Lines that contain "story" are to be copied from the material, every one of them.

RECORD EXCERPTS:

^^^^^^^^^^^^^^^^

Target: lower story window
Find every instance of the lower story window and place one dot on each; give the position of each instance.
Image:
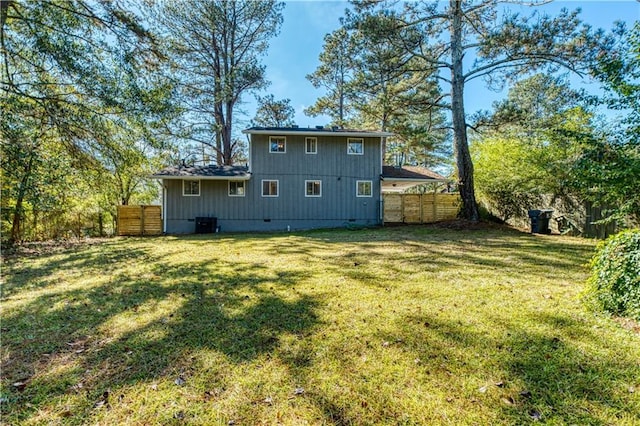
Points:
(191, 188)
(313, 188)
(364, 188)
(236, 188)
(270, 188)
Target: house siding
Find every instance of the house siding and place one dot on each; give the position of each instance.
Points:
(291, 209)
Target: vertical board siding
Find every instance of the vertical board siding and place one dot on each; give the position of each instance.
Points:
(420, 208)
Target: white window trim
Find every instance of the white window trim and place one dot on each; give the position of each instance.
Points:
(191, 180)
(285, 144)
(358, 182)
(350, 140)
(305, 188)
(244, 188)
(306, 151)
(262, 188)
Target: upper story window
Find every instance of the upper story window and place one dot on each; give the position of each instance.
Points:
(355, 146)
(277, 144)
(364, 188)
(236, 188)
(311, 145)
(270, 188)
(313, 188)
(191, 188)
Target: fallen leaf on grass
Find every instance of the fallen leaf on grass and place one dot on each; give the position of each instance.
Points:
(525, 394)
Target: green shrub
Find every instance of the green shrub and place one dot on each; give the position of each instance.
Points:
(614, 285)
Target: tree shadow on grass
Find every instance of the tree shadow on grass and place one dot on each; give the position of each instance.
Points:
(553, 372)
(88, 340)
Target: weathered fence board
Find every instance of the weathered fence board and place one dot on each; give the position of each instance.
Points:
(139, 220)
(420, 208)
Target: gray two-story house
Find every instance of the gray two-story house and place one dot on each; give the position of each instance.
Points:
(296, 178)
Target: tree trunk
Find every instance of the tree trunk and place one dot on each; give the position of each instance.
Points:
(469, 209)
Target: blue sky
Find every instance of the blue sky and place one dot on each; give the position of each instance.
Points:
(294, 52)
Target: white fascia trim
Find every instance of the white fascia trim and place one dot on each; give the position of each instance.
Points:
(200, 177)
(312, 132)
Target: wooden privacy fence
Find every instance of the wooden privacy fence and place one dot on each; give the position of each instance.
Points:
(139, 220)
(420, 208)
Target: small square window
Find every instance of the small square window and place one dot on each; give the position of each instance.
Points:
(311, 145)
(270, 188)
(313, 188)
(277, 144)
(364, 188)
(236, 188)
(355, 146)
(191, 188)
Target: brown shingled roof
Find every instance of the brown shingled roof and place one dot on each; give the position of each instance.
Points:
(210, 172)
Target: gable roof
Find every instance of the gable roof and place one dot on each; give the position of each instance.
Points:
(204, 172)
(314, 131)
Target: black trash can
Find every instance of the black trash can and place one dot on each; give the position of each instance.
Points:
(206, 225)
(540, 221)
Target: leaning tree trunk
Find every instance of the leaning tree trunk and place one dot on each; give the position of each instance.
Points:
(469, 209)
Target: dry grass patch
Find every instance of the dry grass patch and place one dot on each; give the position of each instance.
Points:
(408, 325)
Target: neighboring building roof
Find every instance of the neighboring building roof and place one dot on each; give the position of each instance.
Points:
(399, 179)
(410, 173)
(314, 131)
(204, 172)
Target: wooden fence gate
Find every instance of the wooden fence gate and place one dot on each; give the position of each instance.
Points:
(420, 208)
(139, 220)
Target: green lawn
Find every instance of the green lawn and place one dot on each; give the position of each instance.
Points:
(405, 325)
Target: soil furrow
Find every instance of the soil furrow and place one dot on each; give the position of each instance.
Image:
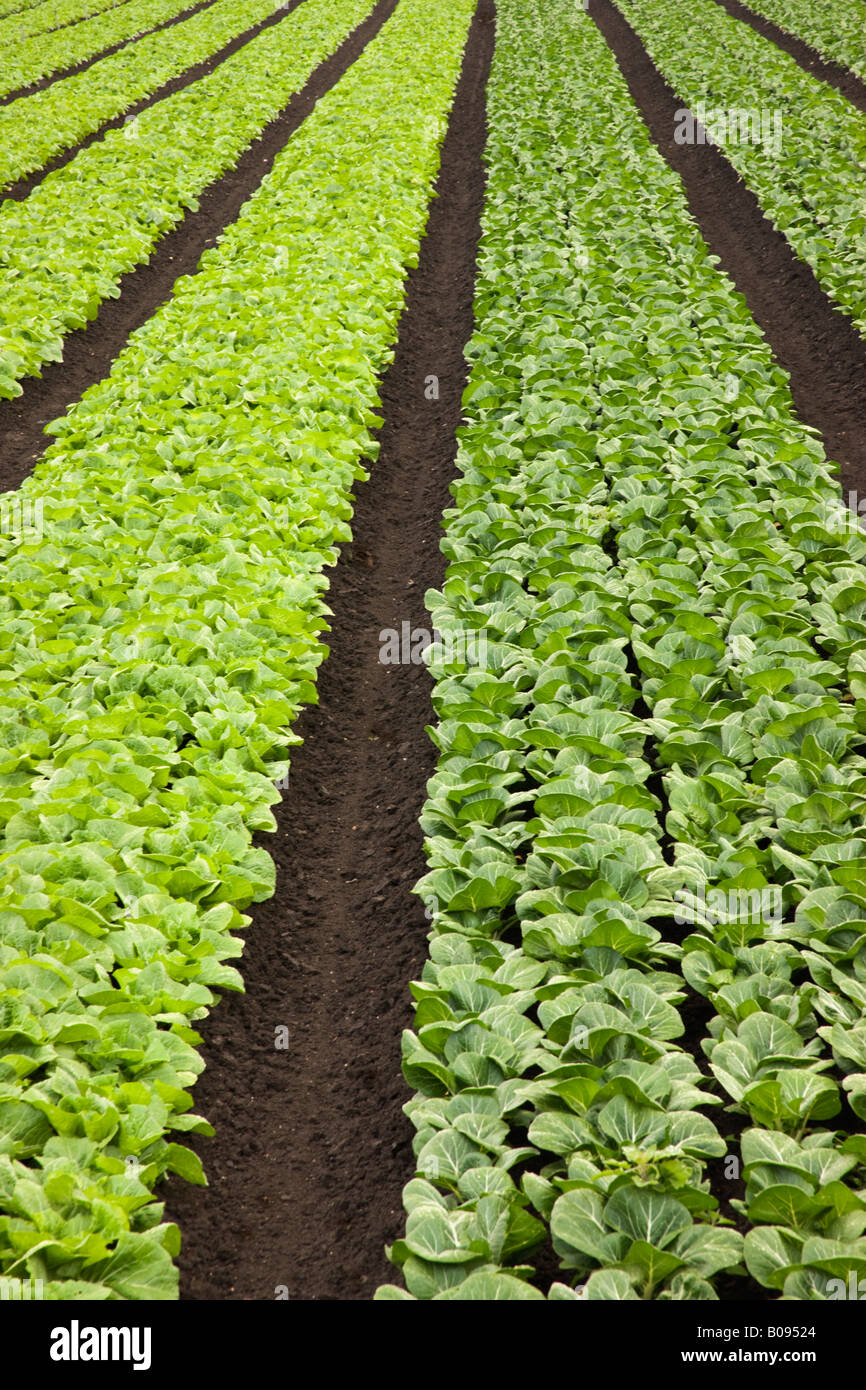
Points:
(813, 341)
(312, 1150)
(95, 57)
(25, 186)
(836, 74)
(89, 352)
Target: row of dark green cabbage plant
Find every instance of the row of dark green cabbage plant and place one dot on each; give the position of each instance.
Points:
(644, 837)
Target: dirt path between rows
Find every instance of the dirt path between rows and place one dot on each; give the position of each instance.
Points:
(88, 353)
(312, 1148)
(834, 74)
(24, 186)
(812, 339)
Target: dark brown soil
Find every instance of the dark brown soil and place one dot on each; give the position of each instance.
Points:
(808, 57)
(312, 1150)
(24, 186)
(812, 339)
(104, 53)
(88, 353)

^^^^^^^^^^^^^^^^

WRITTEN RESPONSE:
Target: lower story window
Find every instance of the lower story window and place one dot on each; give the position of each instance.
Target: upper story window
Find every instance of the upper story window and place one dot on each; give the position of each instance.
Target: gray two-story house
Find every instance of the gray two-story house and place one dot on each; give the position of each instance.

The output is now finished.